→ PROBLEM TO SOLVE: Copy all of the following records word for word, without changing or leaving out anything.

→ RECORDS TO PROCESS:
☆ ☆ ☆ ☆

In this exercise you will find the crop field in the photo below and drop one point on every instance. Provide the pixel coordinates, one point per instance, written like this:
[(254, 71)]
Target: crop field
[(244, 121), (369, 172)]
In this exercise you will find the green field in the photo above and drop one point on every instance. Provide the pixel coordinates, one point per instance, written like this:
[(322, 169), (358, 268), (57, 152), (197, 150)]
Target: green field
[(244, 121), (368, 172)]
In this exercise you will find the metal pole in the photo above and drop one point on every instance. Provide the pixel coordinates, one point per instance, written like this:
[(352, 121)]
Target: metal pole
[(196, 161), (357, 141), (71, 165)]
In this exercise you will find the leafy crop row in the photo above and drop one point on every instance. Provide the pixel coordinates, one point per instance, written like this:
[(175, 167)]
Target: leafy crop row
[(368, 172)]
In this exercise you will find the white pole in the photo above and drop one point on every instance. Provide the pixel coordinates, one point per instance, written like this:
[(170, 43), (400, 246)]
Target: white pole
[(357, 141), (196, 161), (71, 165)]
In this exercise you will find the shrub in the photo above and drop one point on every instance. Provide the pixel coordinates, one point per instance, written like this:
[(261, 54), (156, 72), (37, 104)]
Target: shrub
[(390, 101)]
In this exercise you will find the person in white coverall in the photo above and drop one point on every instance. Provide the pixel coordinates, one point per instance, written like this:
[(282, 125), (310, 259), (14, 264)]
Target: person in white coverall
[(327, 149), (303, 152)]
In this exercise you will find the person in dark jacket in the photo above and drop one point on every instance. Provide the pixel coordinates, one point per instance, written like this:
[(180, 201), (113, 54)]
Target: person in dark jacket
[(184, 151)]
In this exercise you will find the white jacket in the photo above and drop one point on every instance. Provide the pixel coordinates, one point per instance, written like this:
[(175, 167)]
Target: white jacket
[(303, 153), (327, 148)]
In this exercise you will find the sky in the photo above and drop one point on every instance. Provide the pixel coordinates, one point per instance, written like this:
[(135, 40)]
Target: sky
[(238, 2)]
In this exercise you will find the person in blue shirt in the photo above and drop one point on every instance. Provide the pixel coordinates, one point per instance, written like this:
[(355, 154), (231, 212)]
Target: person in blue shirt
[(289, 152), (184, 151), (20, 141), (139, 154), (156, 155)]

☆ ☆ ☆ ☆

→ SOLUTION TO THE PROBLEM:
In this exercise you will find the crop field in the photo below and drop one point on every instance. Provide the pixel coordinates, one point per instance, written like this:
[(254, 71)]
Target: crop field
[(244, 121), (369, 172)]
In this exercise you will find the green field in the photo above and drop one point on every instance. Provide the pixel coordinates, one point per instance, written like this:
[(322, 169), (358, 268), (57, 152), (197, 150)]
Target: green field
[(244, 121), (368, 172)]
In this exercise you will find the metal pole in the photo above and drop one point on every instance. Provide the pixel coordinates, one point per instance, written like this:
[(352, 121)]
Target: metal pole
[(196, 161), (357, 141), (71, 165)]
In this exercise you will find the leafy crop row in the photo above and drop one point on every instance. Provide the pixel coordinates, one point per instance, written like this:
[(175, 167)]
Target: leafy crop row
[(368, 172)]
In this exercise you will find the white pole in the photo above and drop one point on every instance. Provide the pixel coordinates, one point per instance, written like this:
[(170, 43), (400, 246)]
Target: white pole
[(357, 141), (196, 161), (71, 165)]
In this exercise you will find the shrub in the photo above and drop one point on every instance. Provide the pixel coordinates, one point per instance, written like this:
[(261, 54), (156, 72), (37, 104)]
Target: shrub
[(390, 101)]
In this exercise you will find the person in white coverall in the photo above and drop one point on every instance. Provide the pixel coordinates, one point per instance, written like this:
[(282, 125), (310, 259), (14, 264)]
Target: person in white coverall
[(327, 149), (303, 152)]
In this exercise you will find the person in dark jacket in the photo above and drop one point on every instance. Provide the pixel coordinates, one point per instance, written like this:
[(180, 201), (113, 54)]
Target: person in dark jacket
[(184, 151)]
In this exercise you will find the white jacket in the photo above and drop one point on every instance. Provide the pixel coordinates, one point per instance, written like this:
[(175, 167)]
Target: white jacket
[(303, 153), (327, 148)]
In this exercise you will find the sky in the photo above and drop one point on every instance. Provide the pixel coordinates, one point per instance, written like this:
[(135, 40)]
Target: sky
[(238, 2)]
In this exercise you will find the person in blue shirt in the photo above and drop one point on every instance. Provide the pixel coordinates, one point per instance, written like this:
[(355, 154), (231, 212)]
Target: person in blue shirt
[(289, 152), (184, 151), (20, 141), (139, 154), (156, 155)]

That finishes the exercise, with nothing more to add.